▶ TASK BRIEF
Count the lines in the records below that contain the string "jacket", treating uppercase and lowercase letters as different. Reply with the number alone.

+===+

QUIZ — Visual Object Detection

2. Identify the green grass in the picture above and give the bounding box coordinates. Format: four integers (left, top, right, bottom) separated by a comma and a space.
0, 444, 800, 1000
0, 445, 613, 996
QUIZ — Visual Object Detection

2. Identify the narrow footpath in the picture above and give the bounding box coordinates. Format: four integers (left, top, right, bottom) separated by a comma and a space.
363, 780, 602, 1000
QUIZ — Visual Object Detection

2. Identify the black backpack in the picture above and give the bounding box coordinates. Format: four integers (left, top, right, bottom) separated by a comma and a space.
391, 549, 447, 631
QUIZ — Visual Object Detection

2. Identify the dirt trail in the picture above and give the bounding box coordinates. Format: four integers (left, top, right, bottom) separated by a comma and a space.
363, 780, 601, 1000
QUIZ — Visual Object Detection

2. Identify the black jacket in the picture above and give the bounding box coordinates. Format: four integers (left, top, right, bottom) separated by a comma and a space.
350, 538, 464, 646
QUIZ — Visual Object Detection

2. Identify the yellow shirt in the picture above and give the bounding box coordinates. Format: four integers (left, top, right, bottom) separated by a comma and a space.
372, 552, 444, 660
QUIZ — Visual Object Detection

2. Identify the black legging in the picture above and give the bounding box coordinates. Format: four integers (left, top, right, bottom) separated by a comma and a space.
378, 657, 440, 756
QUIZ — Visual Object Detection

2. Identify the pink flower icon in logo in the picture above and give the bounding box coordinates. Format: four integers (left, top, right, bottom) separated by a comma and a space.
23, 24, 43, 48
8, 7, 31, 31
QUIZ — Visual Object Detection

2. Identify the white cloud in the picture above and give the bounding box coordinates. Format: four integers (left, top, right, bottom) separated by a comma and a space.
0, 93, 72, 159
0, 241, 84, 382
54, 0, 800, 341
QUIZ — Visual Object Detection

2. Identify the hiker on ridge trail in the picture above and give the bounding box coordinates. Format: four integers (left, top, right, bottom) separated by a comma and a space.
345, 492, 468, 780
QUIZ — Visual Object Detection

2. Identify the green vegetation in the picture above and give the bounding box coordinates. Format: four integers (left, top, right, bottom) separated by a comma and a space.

+===+

▶ FINISHED EXERCISE
1